### TASK PROMPT:
Write out every one of the following records verbatim, keeping each line as it is.

========================

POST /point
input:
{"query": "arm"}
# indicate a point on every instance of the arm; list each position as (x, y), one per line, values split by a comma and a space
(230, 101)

========================

### REPLY:
POST /point
input:
{"query": "arm"}
# indicate a point on every instance of the arm; list each position as (x, y), one per line, values split by a comma and a space
(230, 101)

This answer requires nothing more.